When I was a kid on the playground of St. Aloysius elementary school, if someone became too pushy or demanding about the rules of a game we were all playing, another kid would inevitably call them out, saying, “Who died and made you boss?” 

Ever since our collective mindset of what is right and wrong got supplanted because some brainiacs decided that there was no God, people have decided that they are their own bosses, and therefore whoever shouts the loudest or shoves the hardest is in control.

Before this, the tenets and traditions of the Judeo-Christian religions set the bar by which we all were willing to subject ourselves. 

I grew up in a suburb just north of Pittsburgh called Reserve Township where my father was one of four full-time police officers. Reserve Township had a few houses of worship and was populated with all kinds of people at various stages of belief in a Supreme Being, some ardently questioning that being’s existence, some denying its presence in the universe altogether. 

But one thing that everyone agreed upon were the ground rules of the “moral law.” Remember “Do unto others as you would have them do unto you”? No one disagreed with the Golden Rule. People respected one another’s opinions, could even ardently debate them, and everyone stayed inside the framework of fair play.

Information given ->
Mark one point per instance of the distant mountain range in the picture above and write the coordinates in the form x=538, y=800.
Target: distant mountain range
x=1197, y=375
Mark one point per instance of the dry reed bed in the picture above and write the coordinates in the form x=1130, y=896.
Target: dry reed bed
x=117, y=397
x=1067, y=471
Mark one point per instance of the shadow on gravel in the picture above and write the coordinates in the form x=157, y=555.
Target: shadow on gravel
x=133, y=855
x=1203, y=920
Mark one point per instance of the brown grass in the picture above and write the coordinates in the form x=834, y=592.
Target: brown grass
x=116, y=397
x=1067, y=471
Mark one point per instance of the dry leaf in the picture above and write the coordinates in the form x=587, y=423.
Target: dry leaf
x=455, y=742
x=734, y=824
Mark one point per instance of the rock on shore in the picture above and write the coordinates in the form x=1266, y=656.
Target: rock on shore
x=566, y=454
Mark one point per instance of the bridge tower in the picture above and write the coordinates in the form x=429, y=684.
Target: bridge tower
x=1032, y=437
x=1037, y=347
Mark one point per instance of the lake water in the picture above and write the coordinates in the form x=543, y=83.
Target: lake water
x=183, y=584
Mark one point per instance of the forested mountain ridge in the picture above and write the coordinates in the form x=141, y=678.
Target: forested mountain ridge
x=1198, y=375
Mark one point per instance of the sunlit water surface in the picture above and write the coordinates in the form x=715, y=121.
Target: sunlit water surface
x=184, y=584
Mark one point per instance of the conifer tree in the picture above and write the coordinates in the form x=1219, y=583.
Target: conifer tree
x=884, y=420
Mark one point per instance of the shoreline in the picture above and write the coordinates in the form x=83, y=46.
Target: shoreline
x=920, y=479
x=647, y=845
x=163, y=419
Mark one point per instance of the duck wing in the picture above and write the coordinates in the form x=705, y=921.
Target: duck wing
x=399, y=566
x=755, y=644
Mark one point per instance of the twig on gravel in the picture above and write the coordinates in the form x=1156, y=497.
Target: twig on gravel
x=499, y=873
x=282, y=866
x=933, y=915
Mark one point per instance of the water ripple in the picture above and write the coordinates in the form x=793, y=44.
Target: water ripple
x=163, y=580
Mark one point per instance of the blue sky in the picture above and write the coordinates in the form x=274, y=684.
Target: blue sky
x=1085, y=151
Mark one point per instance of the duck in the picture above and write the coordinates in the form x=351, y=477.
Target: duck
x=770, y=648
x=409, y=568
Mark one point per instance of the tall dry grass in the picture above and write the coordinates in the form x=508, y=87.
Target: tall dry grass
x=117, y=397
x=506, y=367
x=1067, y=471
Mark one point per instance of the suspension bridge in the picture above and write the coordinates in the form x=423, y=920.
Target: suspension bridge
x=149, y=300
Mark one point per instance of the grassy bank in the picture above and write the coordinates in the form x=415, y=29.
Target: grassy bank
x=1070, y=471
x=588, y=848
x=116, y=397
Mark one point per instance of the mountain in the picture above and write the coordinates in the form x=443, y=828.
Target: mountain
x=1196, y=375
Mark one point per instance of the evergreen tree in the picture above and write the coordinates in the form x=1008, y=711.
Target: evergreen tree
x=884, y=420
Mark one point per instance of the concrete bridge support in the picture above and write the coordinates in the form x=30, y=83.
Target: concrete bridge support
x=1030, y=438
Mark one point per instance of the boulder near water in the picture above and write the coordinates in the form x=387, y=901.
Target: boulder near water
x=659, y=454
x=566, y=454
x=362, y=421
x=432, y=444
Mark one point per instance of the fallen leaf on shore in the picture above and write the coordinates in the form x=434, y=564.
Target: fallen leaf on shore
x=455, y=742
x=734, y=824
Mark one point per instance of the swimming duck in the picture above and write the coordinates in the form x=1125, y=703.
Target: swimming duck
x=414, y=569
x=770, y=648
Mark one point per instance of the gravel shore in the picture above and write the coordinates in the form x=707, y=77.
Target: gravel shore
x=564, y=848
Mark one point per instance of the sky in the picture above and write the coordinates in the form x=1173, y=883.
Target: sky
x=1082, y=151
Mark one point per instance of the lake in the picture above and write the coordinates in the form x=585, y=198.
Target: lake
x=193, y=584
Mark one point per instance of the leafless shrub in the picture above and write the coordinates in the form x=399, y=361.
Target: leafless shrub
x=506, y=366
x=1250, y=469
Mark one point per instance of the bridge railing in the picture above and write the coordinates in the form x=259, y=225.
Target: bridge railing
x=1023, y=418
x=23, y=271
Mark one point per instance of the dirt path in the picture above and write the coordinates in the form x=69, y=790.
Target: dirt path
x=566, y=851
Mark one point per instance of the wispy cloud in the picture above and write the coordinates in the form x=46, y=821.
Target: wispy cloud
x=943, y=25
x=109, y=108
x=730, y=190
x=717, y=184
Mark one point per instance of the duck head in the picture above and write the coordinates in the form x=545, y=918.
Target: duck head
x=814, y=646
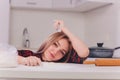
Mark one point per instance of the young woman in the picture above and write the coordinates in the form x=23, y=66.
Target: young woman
x=59, y=47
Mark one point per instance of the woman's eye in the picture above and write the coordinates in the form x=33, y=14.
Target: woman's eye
x=62, y=53
x=55, y=44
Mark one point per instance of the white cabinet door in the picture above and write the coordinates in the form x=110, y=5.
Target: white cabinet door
x=4, y=21
x=31, y=3
x=62, y=3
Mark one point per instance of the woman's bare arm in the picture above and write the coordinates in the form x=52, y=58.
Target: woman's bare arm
x=78, y=45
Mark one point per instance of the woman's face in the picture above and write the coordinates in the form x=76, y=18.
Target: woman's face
x=56, y=51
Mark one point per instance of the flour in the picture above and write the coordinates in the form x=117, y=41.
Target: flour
x=8, y=56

Task A -> Reproduce word for word the stretch of the essay on moral law from "But one thing" through "of fair play.".
Task B -> List every phrase that the essay on moral law places inside quotation marks.
Task C -> Pick up the essay on moral law after its last sentence and carry it forward.
The entries are not required for any of the work here.

Written answer A ->
But one thing that everyone agreed upon were the ground rules of the “moral law.” Remember “Do unto others as you would have them do unto you”? No one disagreed with the Golden Rule. People respected one another’s opinions, could even ardently debate them, and everyone stayed inside the framework of fair play.

Written answer B ->
- Who died and made you boss?
- moral law
- Do unto others as you would have them do unto you

Written answer C ->
But now it seems like every week someone within the anonymous woke crowd comes up with yet another new phrase or idea that we’re all supposed to incorporate into our daily lives. Who are these people? And why are we listening to them? I mean, who died and made them boss? 

What happened to the influence of the traditional church? Could it be that inch by inch the church gave away its authority in order to accommodate a few more pew sitters? Is that how it began? 

After straying from its moorings in the teachings found in the Bible on “small matters” such as marriage and divorce, is it no wonder that the church would go lukewarm on such hot-button issues like abortion and homosexuality? The church’s stance on such serious life and lifestyle concerns appeared to the culture as counter-intuitive. Don’t we have freedom to do whatever we want with our own bodies? And doesn’t God—the God of that famous slogan, “God is Love,” doesn’t he want us to be happy with who we are and what will fulfill us as human beings? 

So, pastors who wanted to keep their pews warmed started giving in to the new morality by watering down Scriptural things until all that was left was . . . water. And not the holy kind, either. 

About 25 years ago I was having lunch with a friend who was on the verge of hitting it big as an author. Meanwhile, I had been thinking about writing a book focused on the current state of the Christian church in America. Out of my frustration with the church that he and I were attending back then, my book would explore the well-meaning nature of many pastors trying to relate with hard-core unbelievers in large metropolitan cities with diverse and high-minded populations, such as New York. My book idea, The Church Façade, would address those tuned-in-to-the-culture pastors who felt they had the key to reaching spiritually hard-nosed urbanites, and ultimately make Christianity popular and accepted in their spheres of influence.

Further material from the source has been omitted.